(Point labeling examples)
☆ ☆ ☆ ☆ ☆ ☆ ☆

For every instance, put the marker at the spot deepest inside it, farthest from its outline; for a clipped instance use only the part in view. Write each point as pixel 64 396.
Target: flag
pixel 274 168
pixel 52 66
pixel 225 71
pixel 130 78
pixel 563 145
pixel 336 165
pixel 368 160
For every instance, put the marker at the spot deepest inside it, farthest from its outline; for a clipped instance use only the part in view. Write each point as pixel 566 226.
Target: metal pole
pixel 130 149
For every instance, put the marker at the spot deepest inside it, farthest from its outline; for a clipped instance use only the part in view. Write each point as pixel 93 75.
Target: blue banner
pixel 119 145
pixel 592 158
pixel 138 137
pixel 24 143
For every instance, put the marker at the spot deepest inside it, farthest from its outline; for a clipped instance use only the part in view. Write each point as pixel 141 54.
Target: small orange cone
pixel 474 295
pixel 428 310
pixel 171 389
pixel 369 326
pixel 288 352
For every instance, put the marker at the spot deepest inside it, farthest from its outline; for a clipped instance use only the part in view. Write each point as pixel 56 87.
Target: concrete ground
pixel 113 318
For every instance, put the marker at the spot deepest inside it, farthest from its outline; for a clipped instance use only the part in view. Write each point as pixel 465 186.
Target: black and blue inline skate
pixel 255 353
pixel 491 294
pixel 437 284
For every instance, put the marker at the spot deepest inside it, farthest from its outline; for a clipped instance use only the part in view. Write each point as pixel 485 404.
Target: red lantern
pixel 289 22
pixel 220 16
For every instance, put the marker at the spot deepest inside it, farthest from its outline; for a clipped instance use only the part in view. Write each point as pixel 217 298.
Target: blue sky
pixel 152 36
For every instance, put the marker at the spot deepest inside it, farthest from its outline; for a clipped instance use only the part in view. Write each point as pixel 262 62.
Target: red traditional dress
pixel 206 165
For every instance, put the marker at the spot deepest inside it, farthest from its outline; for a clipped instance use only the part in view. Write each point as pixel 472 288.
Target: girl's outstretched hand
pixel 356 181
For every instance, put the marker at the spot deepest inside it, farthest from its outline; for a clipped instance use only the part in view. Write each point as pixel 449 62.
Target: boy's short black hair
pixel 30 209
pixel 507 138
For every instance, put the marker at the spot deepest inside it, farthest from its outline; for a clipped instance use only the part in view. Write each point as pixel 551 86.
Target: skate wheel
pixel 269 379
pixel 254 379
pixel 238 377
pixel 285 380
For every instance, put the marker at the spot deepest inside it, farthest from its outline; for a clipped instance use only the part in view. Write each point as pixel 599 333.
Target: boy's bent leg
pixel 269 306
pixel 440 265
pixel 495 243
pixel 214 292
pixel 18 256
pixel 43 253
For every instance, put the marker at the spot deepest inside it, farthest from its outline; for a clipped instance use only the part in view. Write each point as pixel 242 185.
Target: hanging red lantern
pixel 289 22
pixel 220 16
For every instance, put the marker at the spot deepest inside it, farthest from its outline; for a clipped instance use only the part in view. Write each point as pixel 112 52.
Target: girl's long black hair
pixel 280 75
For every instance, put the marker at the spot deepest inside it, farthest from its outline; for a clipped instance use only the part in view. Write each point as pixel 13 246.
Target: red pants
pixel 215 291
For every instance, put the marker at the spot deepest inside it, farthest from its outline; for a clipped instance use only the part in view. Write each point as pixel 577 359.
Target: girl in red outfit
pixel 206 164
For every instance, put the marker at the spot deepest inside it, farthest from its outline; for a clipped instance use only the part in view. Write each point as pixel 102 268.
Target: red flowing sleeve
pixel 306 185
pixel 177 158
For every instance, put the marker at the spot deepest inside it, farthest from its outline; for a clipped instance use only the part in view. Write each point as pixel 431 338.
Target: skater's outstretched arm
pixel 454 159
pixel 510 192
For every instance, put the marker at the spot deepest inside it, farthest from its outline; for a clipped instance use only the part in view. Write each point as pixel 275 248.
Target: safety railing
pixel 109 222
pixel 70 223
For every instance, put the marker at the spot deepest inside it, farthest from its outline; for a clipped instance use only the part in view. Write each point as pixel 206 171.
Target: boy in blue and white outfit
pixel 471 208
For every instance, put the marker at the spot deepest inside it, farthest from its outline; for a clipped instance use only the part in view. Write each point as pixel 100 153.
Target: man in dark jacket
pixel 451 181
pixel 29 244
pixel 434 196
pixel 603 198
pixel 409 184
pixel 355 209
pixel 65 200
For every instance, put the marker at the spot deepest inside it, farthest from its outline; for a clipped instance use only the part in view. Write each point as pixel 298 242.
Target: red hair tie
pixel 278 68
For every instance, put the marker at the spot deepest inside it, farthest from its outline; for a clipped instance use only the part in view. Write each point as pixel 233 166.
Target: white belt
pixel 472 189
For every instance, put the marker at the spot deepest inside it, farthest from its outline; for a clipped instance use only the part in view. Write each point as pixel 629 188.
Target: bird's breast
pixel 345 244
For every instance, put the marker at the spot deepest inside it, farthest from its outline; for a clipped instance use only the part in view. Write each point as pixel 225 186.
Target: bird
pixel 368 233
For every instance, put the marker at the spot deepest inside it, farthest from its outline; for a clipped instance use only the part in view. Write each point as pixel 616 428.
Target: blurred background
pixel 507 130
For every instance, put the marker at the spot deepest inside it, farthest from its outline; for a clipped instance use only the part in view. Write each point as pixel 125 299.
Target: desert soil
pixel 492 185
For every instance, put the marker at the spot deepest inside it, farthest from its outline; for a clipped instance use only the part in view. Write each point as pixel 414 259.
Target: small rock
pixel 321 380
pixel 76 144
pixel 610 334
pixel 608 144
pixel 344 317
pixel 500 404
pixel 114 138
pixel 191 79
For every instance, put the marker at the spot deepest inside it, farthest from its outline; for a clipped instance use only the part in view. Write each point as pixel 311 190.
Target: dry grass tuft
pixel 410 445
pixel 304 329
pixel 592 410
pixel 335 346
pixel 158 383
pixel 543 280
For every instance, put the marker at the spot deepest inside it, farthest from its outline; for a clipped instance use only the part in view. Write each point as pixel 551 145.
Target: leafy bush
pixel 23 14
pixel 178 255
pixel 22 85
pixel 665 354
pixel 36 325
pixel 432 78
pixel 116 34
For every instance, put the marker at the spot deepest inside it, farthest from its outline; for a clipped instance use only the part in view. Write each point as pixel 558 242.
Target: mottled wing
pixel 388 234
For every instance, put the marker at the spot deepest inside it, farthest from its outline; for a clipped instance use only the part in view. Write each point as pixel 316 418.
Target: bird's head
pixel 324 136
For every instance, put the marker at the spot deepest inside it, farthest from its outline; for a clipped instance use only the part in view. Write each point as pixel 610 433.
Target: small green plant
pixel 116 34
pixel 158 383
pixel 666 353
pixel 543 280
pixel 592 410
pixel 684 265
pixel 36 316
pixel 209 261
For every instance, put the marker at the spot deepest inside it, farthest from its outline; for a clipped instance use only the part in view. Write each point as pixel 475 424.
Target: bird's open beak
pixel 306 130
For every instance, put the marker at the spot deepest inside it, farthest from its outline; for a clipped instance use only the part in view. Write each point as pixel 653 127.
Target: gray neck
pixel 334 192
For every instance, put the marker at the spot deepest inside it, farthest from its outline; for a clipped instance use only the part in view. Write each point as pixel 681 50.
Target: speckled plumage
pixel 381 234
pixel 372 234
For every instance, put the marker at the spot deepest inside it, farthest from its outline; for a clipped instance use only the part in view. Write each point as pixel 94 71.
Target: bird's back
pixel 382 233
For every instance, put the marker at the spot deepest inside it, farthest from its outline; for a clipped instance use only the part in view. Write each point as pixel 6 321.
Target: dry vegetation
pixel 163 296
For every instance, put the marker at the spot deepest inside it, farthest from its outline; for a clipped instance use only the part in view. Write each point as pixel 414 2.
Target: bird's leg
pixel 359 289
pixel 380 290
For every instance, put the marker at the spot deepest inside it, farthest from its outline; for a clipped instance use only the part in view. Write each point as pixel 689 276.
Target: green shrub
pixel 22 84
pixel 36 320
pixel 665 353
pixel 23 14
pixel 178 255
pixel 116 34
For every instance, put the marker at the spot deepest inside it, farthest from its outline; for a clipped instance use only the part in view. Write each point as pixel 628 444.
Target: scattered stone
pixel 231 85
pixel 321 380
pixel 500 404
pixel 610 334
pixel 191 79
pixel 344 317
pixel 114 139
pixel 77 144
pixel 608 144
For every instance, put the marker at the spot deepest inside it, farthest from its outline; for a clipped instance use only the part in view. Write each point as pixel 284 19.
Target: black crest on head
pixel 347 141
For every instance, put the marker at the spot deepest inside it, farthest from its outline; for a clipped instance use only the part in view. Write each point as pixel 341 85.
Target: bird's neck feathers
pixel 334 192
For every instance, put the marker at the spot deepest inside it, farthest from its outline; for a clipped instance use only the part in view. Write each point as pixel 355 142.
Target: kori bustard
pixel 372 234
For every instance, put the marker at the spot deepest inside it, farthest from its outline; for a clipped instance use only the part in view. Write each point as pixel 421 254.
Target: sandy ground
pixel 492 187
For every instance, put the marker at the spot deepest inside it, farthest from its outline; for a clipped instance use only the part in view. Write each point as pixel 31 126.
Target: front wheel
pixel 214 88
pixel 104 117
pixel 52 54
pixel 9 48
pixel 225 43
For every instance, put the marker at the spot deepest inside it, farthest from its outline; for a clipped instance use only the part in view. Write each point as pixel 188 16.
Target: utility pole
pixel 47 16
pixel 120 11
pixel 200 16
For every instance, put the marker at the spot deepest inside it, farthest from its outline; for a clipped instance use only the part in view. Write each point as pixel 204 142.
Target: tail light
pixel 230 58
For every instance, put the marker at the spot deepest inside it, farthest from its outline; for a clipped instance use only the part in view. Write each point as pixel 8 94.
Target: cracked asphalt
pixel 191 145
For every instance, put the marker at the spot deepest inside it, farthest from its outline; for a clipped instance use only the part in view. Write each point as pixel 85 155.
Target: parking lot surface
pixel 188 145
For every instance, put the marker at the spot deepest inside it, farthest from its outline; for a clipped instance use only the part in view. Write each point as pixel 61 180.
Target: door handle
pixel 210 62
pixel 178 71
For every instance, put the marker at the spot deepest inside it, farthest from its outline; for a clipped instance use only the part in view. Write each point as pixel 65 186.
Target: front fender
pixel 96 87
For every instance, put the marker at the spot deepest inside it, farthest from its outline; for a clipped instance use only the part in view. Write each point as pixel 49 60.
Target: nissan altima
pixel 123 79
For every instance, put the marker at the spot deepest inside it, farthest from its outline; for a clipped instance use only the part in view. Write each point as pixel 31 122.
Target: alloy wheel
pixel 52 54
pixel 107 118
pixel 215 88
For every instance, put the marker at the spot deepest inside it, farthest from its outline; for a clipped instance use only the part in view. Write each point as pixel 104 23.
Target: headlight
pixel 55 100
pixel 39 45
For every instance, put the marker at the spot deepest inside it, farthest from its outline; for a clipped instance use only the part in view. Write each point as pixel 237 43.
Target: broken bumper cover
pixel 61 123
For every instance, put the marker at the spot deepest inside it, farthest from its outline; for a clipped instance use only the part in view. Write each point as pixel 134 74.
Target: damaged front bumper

☆ ☆ ☆ ☆ ☆ ☆ ☆

▸ **Given problem**:
Swap "front wheel" for "front tire" in the listing, starting at the line that contains "pixel 421 254." and ending at the line that contains "pixel 230 58". Write out only those lines, with nothing else changed.

▸ **Answer to this problem**:
For every instance, put the marker at the spot deepest inside it, farthest from its outline; for a clipped instance use only the part in view. Write each point as pixel 421 254.
Target: sandy ground
pixel 492 187
For every instance, put the marker at the spot deepest inside it, farthest from its outline; for a clipped instance use only the part in view. Write each point as pixel 31 126.
Target: front tire
pixel 214 88
pixel 104 117
pixel 52 54
pixel 9 48
pixel 225 43
For every instance, put the marker at the spot deepest inside it, farthest from its outline; for a clipped instance use only the part in view. Write each point as pixel 188 16.
Target: utility pole
pixel 47 16
pixel 120 11
pixel 200 16
For every instance, put the marker at the spot deepest inside it, farthest from its outline; for a clipped instance use only the part in view. Write each point as pixel 204 142.
Target: tail light
pixel 230 58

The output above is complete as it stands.